D'après le document, au cours de quelles années la relation entre Flaubert et Le Poittevin s'intensifie-t-elle ?

**Document:**
______________________________
L’influence de Le Poittevin : déception libérale transposée dans la métaphysique ?
Il est assez difficile d’examiner l’influence de Le Poittevin sur Flaubert car beaucoup de lettres de Flaubert adressées à Le Poittevin ne sont pas parvenues jusqu’à nous. On sait cependant que c’est dans les années 1836-1838 que leur relation s’intensifie, période pendant laquelle le jeune Flaubert a rédigé ses œuvres philosophiques et mystiques telles les Angoisses et Smar. La première de ses lettres connues à Le Poittevin date de l’année scolaire 1837-1838 : Je prie le sieur Le Poittevin fils de donner au porteur ses deux vol[umes] d’Horace. Institut de la rue du Plâtre (externat). Continuité du désir sodomite, Ier prix (après moi) : Morel. Bandaison dans la culotte, Ier prix : Morel. Intensité lubrique, Ier prix : Morel. Masturbation solitaire, prix : Rochin. Cabaret infâme, prix : Morel. Côtelettes, Ier prix : Fargeau. Horlogerie, Ier prix : Morel déjà nommé. Excessive immoralité du regard, grand prix : Morel. Expertise d’habits : Morel, Fargeau, ex æquo. Mine du gredin, Ier prix : Fargeau. Bonne conduite : marchand d’amadou.
______________________________
**Lignes brutes:**
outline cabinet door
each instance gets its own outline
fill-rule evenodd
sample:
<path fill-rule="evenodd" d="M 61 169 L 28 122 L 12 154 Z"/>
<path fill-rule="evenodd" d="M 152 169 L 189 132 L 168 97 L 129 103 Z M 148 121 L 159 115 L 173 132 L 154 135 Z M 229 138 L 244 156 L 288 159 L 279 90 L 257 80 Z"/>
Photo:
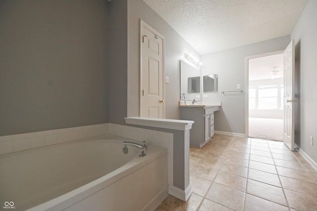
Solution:
<path fill-rule="evenodd" d="M 212 137 L 214 134 L 214 126 L 212 125 L 210 126 L 210 138 Z"/>
<path fill-rule="evenodd" d="M 205 116 L 205 140 L 207 141 L 210 138 L 210 115 Z"/>

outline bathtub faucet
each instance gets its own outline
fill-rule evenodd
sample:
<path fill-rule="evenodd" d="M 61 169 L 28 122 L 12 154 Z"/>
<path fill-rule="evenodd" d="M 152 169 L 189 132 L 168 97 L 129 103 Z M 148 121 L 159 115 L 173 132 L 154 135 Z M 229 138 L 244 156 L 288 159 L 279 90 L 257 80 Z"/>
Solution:
<path fill-rule="evenodd" d="M 147 152 L 148 145 L 147 144 L 146 141 L 143 141 L 143 145 L 130 141 L 123 141 L 123 145 L 124 145 L 124 147 L 122 149 L 122 151 L 124 154 L 127 154 L 128 153 L 128 147 L 127 147 L 127 145 L 131 145 L 138 148 L 140 149 L 140 155 L 139 155 L 140 157 L 144 157 L 147 155 L 146 153 Z"/>

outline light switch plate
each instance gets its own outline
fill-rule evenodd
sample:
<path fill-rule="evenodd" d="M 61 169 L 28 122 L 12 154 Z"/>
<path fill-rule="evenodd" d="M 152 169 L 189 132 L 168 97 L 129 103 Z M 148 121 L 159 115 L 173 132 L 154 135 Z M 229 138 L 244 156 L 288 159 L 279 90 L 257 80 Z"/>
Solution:
<path fill-rule="evenodd" d="M 165 82 L 166 83 L 169 83 L 169 77 L 168 76 L 165 77 Z"/>

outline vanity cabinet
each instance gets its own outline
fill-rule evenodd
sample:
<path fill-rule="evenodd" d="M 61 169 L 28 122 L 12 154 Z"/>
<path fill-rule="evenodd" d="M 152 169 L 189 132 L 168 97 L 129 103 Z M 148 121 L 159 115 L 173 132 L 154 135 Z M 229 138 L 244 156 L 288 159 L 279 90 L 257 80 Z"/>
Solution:
<path fill-rule="evenodd" d="M 201 147 L 214 134 L 214 112 L 218 106 L 180 106 L 179 117 L 182 120 L 194 121 L 190 132 L 191 146 Z"/>

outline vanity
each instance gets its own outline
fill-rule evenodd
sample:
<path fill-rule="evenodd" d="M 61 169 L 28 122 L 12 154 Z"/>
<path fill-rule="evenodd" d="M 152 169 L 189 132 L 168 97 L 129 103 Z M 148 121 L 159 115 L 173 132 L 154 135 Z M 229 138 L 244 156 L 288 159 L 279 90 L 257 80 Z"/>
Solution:
<path fill-rule="evenodd" d="M 219 111 L 221 102 L 203 104 L 198 102 L 179 101 L 179 117 L 182 120 L 194 121 L 190 132 L 191 146 L 201 147 L 207 143 L 214 133 L 214 112 Z"/>
<path fill-rule="evenodd" d="M 203 96 L 206 100 L 208 94 L 213 96 L 212 92 L 218 91 L 218 76 L 211 73 L 203 75 L 196 66 L 180 60 L 179 118 L 194 121 L 190 131 L 190 144 L 201 147 L 213 135 L 214 112 L 220 110 L 221 102 L 202 102 Z"/>

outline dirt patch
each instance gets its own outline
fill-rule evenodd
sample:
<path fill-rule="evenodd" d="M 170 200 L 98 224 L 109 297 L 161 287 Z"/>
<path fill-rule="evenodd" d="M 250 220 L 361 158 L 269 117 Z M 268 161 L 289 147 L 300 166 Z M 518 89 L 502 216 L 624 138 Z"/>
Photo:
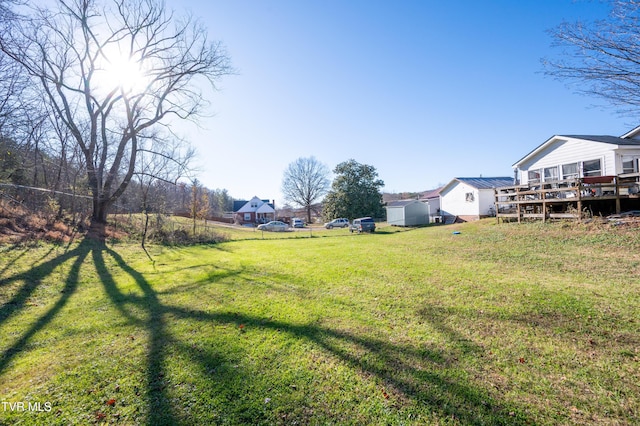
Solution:
<path fill-rule="evenodd" d="M 47 240 L 68 243 L 82 232 L 68 218 L 45 218 L 22 206 L 0 203 L 0 244 Z"/>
______________________________
**Résultat:** Dans les années 1836-1838.